T_RM cells are specialized for the control of sequestered, persisting infection

It is easy to appreciate the advantages of systemic immune surveillance, a phenomenon that underpins modern vaccination. For example, inoculation of a small patch of skin with vaccinia virus renders an individual protected against subsequent smallpox infection via the respiratory tract. However fixed immune surveillance appears counterintuitive, especially within the context of protection against de novo infection. The paradox is starkly highlighted with one of the more striking examples of fixed immune surveillance involving the lodgement of CD8⁺ T_RM cells within a few millimeters of the site of prior infection with HSV (29, 34). At first glance, it is hard to comprehend the advantage of such extremely focused immune protection, when all of the skin and a range of mucosal surfaces are potential sites of de novo infection with this virus. However, the benefits are obvious; the T_RM cells are lodged at exactly the surfaces where HSV periodically emerges during bouts of recrudescent disease. To underscore this, Corey and colleagues (49, 50, 61) showed that the presence of CD8⁺ T cells in the skin directly correlates with attenuation of disease severity and virus replication during bouts of reactivation. In addition, HSV-specific CD8⁺ T_RM cells can control reactivation in the sensory ganglia and maintain virus in a quiescent or latent state (80–83). Indeed, CD8⁺ T_RM cells in ganglia can undergo local proliferative responses on repeated rounds of HSV reactivation (76), despite being subjected to chronic stimulation (81, 84).

_Data supplied_.

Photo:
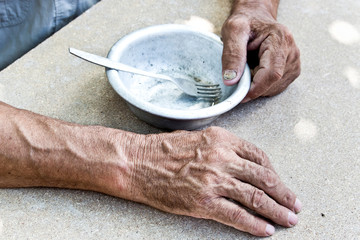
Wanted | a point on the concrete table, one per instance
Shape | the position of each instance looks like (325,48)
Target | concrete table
(311,131)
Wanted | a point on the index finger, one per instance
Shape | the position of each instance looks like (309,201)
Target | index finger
(271,68)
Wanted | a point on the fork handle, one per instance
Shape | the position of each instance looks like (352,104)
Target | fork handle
(106,62)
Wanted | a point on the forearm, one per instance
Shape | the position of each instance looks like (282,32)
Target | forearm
(39,151)
(270,6)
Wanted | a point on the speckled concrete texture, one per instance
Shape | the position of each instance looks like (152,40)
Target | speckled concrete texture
(311,131)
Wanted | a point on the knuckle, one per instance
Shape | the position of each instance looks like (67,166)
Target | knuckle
(270,179)
(235,24)
(237,216)
(257,198)
(275,75)
(288,199)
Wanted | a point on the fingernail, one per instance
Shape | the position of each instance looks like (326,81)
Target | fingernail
(245,100)
(292,218)
(297,206)
(229,74)
(270,230)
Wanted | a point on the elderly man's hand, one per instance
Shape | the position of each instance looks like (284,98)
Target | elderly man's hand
(252,27)
(211,174)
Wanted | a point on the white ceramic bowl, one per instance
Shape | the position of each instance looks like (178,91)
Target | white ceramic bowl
(178,51)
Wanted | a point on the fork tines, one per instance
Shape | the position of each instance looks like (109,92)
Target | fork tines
(208,90)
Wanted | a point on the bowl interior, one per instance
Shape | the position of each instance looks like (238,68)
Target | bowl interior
(173,50)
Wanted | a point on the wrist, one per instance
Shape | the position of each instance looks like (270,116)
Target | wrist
(249,7)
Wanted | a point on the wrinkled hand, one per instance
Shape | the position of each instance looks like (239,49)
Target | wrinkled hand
(212,174)
(254,29)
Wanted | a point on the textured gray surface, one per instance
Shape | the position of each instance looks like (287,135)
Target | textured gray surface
(311,131)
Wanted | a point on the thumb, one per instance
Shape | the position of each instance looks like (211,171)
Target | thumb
(234,55)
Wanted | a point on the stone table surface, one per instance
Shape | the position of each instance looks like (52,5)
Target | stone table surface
(311,132)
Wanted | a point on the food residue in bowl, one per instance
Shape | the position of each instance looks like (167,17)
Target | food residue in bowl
(166,94)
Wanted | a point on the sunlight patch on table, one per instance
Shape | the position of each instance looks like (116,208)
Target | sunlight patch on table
(344,32)
(305,130)
(353,77)
(199,23)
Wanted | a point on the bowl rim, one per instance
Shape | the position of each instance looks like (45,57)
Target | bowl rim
(233,100)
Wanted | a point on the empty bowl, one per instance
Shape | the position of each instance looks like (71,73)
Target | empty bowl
(177,51)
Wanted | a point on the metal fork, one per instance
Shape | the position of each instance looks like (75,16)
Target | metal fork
(192,88)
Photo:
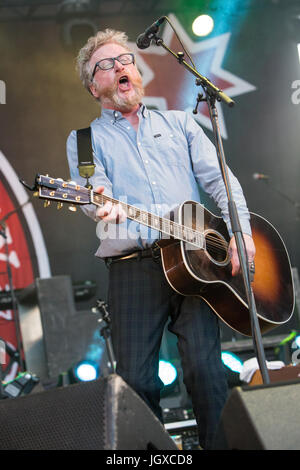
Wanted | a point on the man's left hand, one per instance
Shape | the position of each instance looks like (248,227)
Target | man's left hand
(250,248)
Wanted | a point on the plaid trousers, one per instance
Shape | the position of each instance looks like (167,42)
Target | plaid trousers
(140,303)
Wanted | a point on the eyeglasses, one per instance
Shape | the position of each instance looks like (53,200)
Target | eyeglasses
(109,63)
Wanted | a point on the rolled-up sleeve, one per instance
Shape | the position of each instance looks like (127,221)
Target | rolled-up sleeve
(208,175)
(98,179)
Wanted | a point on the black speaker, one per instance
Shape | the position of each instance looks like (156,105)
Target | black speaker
(55,335)
(101,415)
(261,418)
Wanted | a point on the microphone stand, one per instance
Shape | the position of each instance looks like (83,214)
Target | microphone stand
(213,94)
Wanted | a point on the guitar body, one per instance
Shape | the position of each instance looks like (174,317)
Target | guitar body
(207,272)
(195,258)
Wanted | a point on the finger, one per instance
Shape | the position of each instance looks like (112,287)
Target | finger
(99,189)
(105,210)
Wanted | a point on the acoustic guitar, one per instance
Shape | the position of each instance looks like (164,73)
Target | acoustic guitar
(194,250)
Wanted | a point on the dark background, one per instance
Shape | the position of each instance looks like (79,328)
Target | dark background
(45,101)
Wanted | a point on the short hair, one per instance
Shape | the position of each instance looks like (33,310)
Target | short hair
(93,43)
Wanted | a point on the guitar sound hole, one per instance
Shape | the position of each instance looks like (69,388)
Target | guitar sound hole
(216,247)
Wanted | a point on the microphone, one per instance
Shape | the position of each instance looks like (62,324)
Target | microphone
(143,40)
(260,176)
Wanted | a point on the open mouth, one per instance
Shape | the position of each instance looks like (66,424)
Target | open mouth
(124,83)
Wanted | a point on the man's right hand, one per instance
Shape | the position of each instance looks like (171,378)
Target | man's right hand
(110,213)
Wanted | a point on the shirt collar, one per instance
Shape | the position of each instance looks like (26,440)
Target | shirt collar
(114,116)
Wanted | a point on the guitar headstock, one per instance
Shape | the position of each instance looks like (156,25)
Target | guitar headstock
(57,189)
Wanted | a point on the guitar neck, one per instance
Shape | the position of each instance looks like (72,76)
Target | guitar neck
(161,224)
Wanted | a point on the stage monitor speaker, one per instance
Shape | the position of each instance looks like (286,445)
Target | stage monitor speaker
(101,415)
(261,418)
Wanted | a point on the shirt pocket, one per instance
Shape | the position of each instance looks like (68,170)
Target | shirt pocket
(171,149)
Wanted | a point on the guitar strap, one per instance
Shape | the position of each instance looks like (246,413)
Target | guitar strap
(86,164)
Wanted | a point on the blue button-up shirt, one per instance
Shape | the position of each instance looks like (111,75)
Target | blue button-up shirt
(156,169)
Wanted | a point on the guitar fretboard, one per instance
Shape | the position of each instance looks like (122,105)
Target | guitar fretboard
(162,224)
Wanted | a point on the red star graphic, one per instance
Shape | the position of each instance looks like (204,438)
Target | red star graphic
(177,84)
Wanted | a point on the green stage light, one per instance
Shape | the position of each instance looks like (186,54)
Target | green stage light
(203,25)
(232,361)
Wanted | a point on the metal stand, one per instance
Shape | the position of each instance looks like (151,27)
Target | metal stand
(105,332)
(213,94)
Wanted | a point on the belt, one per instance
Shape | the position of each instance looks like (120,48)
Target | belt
(152,252)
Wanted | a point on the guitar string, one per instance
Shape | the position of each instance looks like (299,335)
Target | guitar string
(212,241)
(214,244)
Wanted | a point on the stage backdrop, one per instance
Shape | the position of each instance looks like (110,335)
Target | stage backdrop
(251,53)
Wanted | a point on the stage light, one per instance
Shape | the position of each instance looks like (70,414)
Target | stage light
(167,372)
(203,25)
(297,341)
(86,371)
(21,385)
(232,361)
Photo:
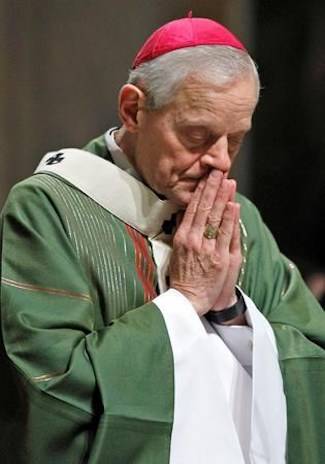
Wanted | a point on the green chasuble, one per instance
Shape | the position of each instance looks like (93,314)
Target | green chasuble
(85,356)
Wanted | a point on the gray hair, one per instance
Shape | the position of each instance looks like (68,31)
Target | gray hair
(162,77)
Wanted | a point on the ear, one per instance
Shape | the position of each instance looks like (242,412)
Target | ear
(131,100)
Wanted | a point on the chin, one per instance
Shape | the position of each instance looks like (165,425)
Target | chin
(181,199)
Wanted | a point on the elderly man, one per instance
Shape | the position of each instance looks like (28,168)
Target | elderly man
(139,291)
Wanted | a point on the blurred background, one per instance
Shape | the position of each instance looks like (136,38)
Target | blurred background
(63,61)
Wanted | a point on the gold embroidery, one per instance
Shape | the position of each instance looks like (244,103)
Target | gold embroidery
(51,291)
(46,377)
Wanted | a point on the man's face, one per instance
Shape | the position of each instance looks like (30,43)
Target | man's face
(202,129)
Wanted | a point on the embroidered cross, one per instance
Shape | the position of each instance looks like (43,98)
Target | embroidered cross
(55,159)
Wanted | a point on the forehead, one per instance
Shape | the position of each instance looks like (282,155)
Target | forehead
(229,106)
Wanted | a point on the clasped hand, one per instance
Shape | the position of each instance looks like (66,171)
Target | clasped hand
(206,270)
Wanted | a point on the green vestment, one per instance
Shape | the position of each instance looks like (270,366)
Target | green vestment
(79,332)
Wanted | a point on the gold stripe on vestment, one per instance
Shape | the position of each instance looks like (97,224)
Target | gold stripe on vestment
(51,291)
(46,377)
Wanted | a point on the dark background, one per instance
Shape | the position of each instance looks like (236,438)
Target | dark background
(63,61)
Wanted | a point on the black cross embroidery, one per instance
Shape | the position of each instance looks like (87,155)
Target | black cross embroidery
(55,159)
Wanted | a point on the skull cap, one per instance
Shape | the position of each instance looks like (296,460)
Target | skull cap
(182,33)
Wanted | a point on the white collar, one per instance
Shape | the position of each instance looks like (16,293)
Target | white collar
(119,157)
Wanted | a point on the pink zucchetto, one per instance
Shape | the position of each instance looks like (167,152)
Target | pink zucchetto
(182,33)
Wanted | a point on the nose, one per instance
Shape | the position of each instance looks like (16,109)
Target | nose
(217,156)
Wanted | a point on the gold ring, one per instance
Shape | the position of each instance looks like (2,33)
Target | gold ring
(210,232)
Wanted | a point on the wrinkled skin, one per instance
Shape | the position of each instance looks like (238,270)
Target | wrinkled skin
(184,152)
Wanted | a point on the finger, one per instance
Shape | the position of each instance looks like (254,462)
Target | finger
(225,194)
(190,212)
(207,200)
(226,228)
(235,245)
(233,190)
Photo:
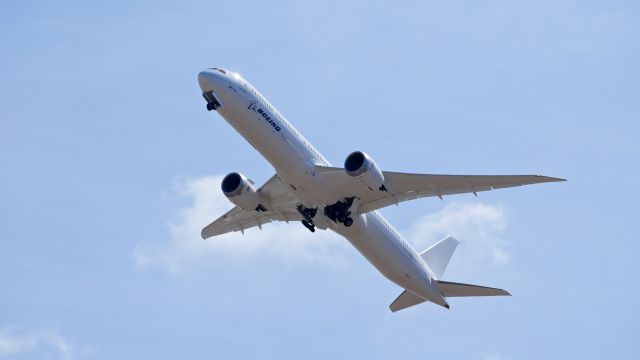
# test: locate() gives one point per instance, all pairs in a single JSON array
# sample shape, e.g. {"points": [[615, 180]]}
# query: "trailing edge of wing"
{"points": [[407, 186], [405, 300]]}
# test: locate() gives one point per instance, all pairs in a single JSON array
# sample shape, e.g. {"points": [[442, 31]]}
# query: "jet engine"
{"points": [[362, 167], [242, 192]]}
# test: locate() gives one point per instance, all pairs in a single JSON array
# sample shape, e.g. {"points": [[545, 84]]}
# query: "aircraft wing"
{"points": [[282, 207], [405, 186]]}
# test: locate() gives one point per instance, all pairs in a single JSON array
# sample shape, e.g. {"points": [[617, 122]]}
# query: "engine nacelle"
{"points": [[362, 167], [242, 192]]}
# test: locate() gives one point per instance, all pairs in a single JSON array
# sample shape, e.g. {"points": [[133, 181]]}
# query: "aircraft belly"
{"points": [[370, 237]]}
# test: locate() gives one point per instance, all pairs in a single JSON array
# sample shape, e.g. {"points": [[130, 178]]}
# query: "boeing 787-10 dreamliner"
{"points": [[307, 189]]}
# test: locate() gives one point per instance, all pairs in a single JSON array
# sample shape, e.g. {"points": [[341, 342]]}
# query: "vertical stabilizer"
{"points": [[439, 254]]}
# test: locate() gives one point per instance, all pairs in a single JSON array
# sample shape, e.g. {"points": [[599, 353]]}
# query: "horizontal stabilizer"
{"points": [[438, 255], [451, 289], [405, 300]]}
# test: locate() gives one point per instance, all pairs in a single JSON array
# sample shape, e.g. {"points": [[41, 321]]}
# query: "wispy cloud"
{"points": [[292, 242], [479, 226], [42, 342]]}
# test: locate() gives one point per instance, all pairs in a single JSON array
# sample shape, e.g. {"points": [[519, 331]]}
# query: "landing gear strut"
{"points": [[339, 212], [212, 102], [308, 215]]}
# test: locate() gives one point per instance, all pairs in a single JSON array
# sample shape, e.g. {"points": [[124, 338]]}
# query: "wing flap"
{"points": [[407, 186], [451, 289], [405, 300]]}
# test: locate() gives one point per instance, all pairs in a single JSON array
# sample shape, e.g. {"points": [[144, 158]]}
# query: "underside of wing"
{"points": [[405, 186], [281, 207]]}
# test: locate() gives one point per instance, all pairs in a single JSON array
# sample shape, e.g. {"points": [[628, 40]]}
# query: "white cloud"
{"points": [[292, 242], [478, 226], [13, 343], [492, 356]]}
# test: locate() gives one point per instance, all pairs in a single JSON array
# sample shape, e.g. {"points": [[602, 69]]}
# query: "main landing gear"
{"points": [[212, 102], [308, 215], [339, 212]]}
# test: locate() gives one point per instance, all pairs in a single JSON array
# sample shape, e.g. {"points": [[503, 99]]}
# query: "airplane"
{"points": [[308, 189]]}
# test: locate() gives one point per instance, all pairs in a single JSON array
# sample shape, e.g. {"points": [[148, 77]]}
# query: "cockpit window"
{"points": [[221, 70]]}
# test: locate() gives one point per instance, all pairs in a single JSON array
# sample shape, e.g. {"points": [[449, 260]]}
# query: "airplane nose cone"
{"points": [[205, 79]]}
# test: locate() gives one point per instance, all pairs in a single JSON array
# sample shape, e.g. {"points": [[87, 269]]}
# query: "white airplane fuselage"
{"points": [[294, 160]]}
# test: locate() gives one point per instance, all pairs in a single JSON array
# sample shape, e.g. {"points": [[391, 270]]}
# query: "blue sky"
{"points": [[110, 165]]}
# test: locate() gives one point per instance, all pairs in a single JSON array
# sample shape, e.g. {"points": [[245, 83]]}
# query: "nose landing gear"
{"points": [[308, 215], [212, 102], [339, 212]]}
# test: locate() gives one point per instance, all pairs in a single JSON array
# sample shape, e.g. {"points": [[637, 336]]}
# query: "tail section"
{"points": [[437, 257], [439, 254]]}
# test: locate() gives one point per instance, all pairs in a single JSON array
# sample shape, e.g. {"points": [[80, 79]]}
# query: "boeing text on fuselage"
{"points": [[307, 189]]}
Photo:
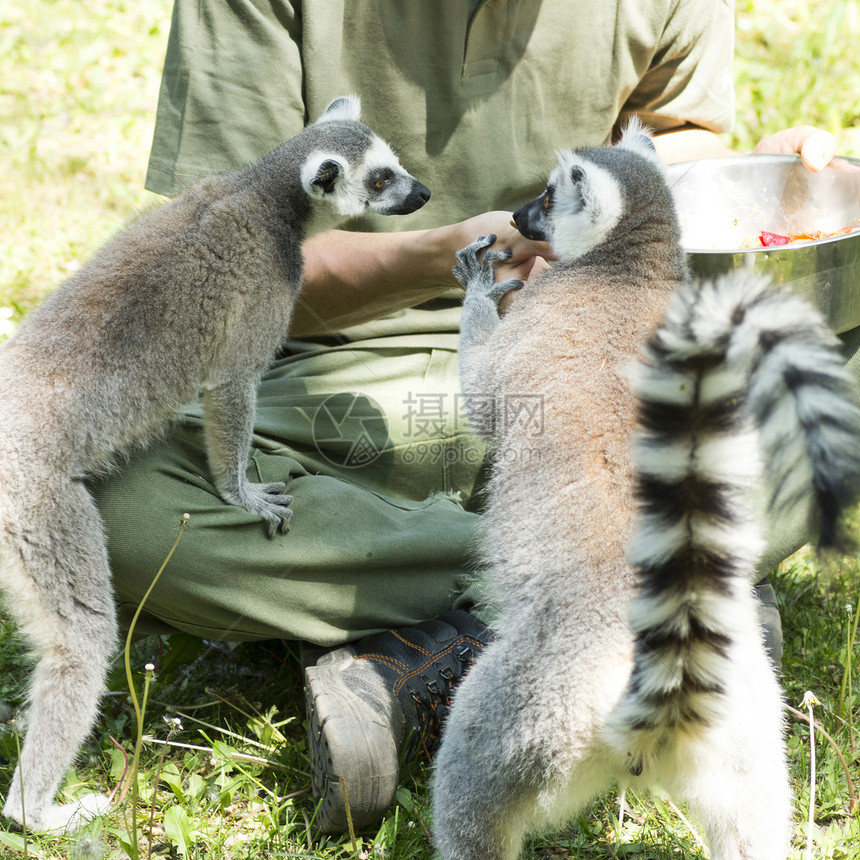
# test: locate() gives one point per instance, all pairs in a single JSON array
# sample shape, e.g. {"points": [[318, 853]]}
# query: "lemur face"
{"points": [[582, 202], [356, 171], [583, 199]]}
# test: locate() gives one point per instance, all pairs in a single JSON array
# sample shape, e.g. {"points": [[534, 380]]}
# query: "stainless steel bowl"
{"points": [[723, 201]]}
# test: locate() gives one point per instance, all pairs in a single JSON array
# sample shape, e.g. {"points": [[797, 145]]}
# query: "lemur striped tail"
{"points": [[738, 381]]}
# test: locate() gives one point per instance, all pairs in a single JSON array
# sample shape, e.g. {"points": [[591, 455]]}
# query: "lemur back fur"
{"points": [[628, 643], [198, 293]]}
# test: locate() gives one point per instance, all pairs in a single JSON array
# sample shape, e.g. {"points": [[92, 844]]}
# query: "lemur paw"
{"points": [[469, 268], [266, 501], [478, 275]]}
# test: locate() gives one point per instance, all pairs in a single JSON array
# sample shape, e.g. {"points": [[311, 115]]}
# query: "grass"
{"points": [[230, 780]]}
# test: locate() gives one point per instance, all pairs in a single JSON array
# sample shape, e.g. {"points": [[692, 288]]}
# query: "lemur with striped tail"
{"points": [[620, 541]]}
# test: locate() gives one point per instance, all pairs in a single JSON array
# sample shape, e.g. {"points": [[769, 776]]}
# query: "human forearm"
{"points": [[815, 146], [351, 278]]}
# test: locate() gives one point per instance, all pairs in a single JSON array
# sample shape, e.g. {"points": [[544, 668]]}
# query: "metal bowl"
{"points": [[723, 201]]}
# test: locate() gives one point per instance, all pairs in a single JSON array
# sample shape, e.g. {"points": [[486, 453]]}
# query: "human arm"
{"points": [[815, 146], [351, 278]]}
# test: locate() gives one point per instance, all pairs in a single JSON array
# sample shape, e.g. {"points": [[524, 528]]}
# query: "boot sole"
{"points": [[347, 739]]}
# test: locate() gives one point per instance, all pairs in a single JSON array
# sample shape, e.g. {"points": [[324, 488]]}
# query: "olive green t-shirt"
{"points": [[475, 97]]}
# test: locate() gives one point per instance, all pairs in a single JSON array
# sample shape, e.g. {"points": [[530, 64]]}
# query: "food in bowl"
{"points": [[721, 202]]}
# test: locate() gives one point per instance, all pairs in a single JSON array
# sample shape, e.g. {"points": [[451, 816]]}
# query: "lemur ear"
{"points": [[321, 174], [343, 108], [638, 138]]}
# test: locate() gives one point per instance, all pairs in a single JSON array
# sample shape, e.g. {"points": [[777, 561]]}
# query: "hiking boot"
{"points": [[375, 703]]}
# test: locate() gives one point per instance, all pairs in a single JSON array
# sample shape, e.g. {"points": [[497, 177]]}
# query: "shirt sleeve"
{"points": [[231, 89], [690, 76]]}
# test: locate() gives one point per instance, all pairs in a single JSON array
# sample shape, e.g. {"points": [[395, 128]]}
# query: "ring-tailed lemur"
{"points": [[197, 293], [639, 662]]}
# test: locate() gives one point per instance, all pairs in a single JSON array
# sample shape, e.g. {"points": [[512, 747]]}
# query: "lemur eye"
{"points": [[379, 179]]}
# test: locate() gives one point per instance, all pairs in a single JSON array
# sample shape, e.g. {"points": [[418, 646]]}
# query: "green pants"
{"points": [[372, 441], [373, 445]]}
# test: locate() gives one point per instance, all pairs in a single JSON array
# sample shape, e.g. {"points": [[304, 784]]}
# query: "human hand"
{"points": [[528, 258], [815, 146]]}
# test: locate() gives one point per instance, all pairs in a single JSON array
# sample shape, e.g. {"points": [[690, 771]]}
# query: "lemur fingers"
{"points": [[469, 267]]}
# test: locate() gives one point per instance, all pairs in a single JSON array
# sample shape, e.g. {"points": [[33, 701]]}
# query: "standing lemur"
{"points": [[628, 644], [198, 293]]}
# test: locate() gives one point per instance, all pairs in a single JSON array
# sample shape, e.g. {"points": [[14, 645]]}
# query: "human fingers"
{"points": [[815, 146]]}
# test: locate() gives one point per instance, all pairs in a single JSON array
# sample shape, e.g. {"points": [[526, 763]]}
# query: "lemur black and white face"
{"points": [[356, 171], [583, 199]]}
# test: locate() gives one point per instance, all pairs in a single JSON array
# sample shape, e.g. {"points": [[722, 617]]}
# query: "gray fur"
{"points": [[560, 706], [198, 293]]}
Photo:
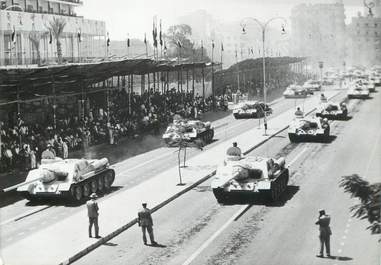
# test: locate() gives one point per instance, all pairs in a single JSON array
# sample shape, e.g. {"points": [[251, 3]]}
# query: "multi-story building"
{"points": [[318, 32], [365, 38], [22, 21], [237, 46]]}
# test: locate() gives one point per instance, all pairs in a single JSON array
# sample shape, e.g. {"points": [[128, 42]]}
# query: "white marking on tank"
{"points": [[214, 236], [297, 157]]}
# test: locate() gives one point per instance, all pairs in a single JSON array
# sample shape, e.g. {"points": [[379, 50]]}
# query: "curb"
{"points": [[162, 204]]}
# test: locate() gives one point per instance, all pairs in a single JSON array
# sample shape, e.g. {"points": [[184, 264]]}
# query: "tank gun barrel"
{"points": [[21, 184]]}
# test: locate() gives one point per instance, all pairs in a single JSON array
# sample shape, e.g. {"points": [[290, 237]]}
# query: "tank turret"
{"points": [[250, 178]]}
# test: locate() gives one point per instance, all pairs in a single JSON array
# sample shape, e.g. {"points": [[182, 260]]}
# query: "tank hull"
{"points": [[341, 115], [206, 137], [99, 182], [277, 186]]}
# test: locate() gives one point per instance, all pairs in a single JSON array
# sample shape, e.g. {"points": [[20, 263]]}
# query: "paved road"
{"points": [[194, 229], [130, 172]]}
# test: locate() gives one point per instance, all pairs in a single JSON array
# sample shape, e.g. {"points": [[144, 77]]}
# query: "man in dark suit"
{"points": [[324, 233], [146, 223], [92, 212]]}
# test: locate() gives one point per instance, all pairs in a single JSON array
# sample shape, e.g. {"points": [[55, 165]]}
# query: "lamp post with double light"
{"points": [[263, 27]]}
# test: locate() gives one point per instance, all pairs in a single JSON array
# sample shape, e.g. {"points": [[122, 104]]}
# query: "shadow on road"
{"points": [[262, 199], [110, 244]]}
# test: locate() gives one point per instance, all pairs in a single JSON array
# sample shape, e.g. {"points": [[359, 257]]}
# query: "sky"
{"points": [[134, 17]]}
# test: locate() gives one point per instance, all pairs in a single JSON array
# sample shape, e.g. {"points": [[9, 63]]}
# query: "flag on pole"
{"points": [[154, 33], [108, 40], [161, 36], [13, 37]]}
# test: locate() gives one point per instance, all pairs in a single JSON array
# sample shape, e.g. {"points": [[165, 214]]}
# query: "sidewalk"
{"points": [[68, 238]]}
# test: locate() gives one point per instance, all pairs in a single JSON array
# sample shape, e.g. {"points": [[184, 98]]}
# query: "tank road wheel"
{"points": [[77, 193], [109, 179], [86, 190], [94, 186]]}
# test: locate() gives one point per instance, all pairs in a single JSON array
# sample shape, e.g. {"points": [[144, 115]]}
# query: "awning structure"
{"points": [[71, 77], [258, 63]]}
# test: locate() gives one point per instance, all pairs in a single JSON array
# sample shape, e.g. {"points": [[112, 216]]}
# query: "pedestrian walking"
{"points": [[324, 233], [92, 212], [146, 223]]}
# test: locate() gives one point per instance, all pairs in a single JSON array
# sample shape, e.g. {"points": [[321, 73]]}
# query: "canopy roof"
{"points": [[70, 77]]}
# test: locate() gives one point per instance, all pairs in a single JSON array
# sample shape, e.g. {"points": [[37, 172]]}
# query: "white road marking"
{"points": [[216, 234], [297, 157], [20, 216]]}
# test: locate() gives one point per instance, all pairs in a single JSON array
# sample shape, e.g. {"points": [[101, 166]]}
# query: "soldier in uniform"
{"points": [[324, 233], [145, 222], [234, 151], [49, 153], [92, 212]]}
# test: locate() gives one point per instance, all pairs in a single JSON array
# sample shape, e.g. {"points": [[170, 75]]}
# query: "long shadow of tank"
{"points": [[264, 200]]}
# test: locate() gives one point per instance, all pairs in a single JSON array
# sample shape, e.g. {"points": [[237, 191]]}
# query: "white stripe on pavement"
{"points": [[216, 234]]}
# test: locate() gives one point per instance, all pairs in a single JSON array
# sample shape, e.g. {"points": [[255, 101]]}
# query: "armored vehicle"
{"points": [[251, 109], [295, 91], [332, 111], [188, 131], [75, 179], [308, 129], [250, 178]]}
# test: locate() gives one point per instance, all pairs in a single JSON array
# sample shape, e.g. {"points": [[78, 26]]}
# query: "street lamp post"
{"points": [[263, 27]]}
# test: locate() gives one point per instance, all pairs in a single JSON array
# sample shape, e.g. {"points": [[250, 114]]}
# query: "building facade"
{"points": [[364, 34], [22, 21], [319, 32]]}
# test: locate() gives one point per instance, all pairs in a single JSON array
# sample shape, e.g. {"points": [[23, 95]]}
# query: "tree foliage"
{"points": [[180, 35], [370, 200], [56, 27]]}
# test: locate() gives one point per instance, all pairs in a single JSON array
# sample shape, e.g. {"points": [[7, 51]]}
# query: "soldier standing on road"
{"points": [[324, 233], [145, 222], [234, 151], [92, 212]]}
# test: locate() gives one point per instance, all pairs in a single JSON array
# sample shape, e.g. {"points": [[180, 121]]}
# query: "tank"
{"points": [[332, 111], [251, 178], [74, 179], [308, 129], [253, 109], [188, 131]]}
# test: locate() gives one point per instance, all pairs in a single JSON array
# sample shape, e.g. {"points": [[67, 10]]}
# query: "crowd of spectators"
{"points": [[131, 115]]}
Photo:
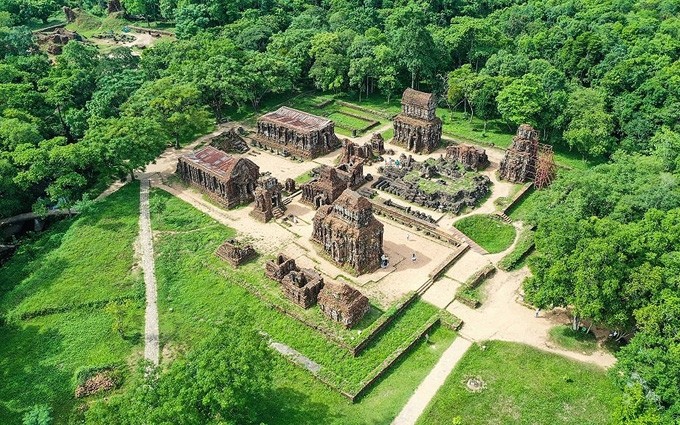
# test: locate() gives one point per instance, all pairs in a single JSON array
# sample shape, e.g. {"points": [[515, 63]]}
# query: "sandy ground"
{"points": [[500, 317], [433, 381], [151, 332]]}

_What you will do_. In the T_RM cell passage, how close to the site of prior HSV infection do CD8⁺ T_RM cells lodge? Answer using only the T_RM cell passage, not the listing.

_Response for this exercise_. Within a few millimeters of the site of prior infection.